> **TRY IT**
Print the full set of records below, character for character and picture-free.

Records excerpted from a collection:
^^^^
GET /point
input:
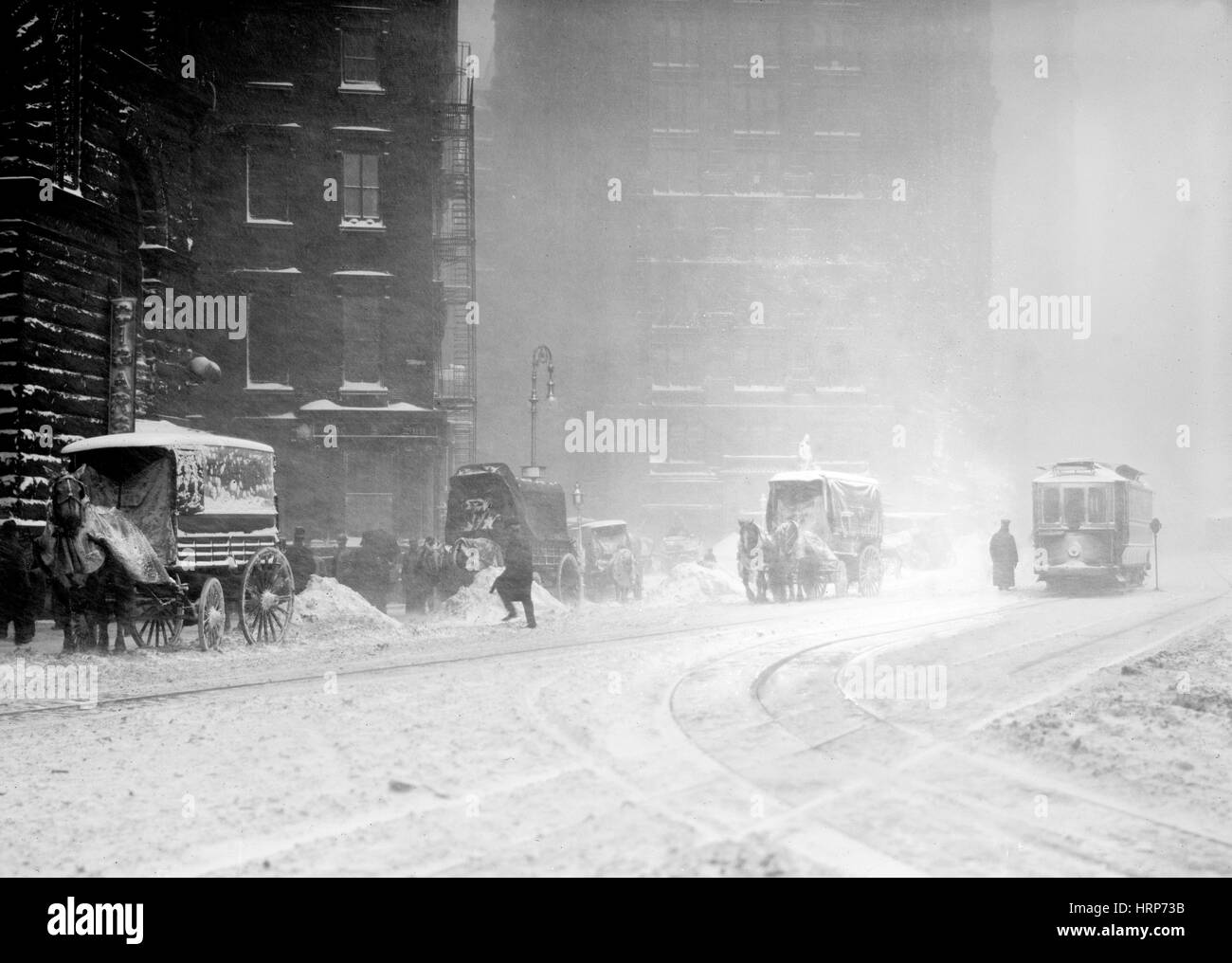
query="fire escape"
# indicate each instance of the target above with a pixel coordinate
(454, 246)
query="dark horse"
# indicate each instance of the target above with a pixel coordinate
(800, 564)
(87, 584)
(754, 554)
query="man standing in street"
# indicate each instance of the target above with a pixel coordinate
(1005, 552)
(516, 583)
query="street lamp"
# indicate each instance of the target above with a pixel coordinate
(577, 507)
(542, 354)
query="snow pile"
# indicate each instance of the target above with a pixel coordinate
(328, 605)
(476, 604)
(690, 580)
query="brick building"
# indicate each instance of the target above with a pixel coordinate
(801, 246)
(290, 154)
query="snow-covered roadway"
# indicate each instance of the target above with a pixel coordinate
(680, 736)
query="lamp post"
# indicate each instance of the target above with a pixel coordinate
(1154, 531)
(582, 562)
(542, 354)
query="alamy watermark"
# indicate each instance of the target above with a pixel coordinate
(1042, 313)
(624, 435)
(64, 682)
(172, 312)
(867, 680)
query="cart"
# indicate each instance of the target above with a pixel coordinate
(483, 494)
(610, 560)
(206, 504)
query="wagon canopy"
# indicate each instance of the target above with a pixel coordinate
(857, 504)
(820, 501)
(163, 470)
(545, 509)
(481, 493)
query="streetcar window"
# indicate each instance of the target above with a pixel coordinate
(1076, 506)
(1096, 504)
^^^^
> **REPLY**
GET /point
input:
query="fire escape"
# indicate each instance of the target above with a pixel coordinate
(454, 246)
query="dark horse"
# indicate each instance of the target above with a pixel coordinate
(800, 564)
(87, 584)
(754, 554)
query="man standing in street"
# indicate each instance of the target above with a pixel coordinate
(1005, 552)
(516, 583)
query="street lamp"
# indicate each instance of the target above with a pixel coordinate
(577, 507)
(542, 354)
query="snow pile"
# indicate each instance of the target above with a pixel coordinate
(328, 605)
(476, 604)
(690, 580)
query="brick building"
# indicate each instance of the target above with a pixel coordinate
(801, 246)
(290, 154)
query="snow-covered roadway"
# indicate each instance of the target above with a pixel coordinate
(680, 736)
query="lamp post"
# indicate each instance of the target above with a pixel coordinate
(1154, 531)
(582, 562)
(542, 354)
query="alamy watermark"
# indicate each instance of the target above with a pixel coordinate
(1042, 313)
(624, 435)
(64, 682)
(172, 312)
(867, 680)
query="cart"
# indicate each instance of the target above with a pixel coordinate
(483, 494)
(610, 560)
(206, 504)
query="wagon canopy"
# indicate each instance of the target above with a pixel coordinate
(857, 504)
(820, 501)
(163, 470)
(545, 509)
(481, 493)
query="streetcar window"
# indicate each instance of the target above with a pixel coordinate
(1076, 506)
(1096, 504)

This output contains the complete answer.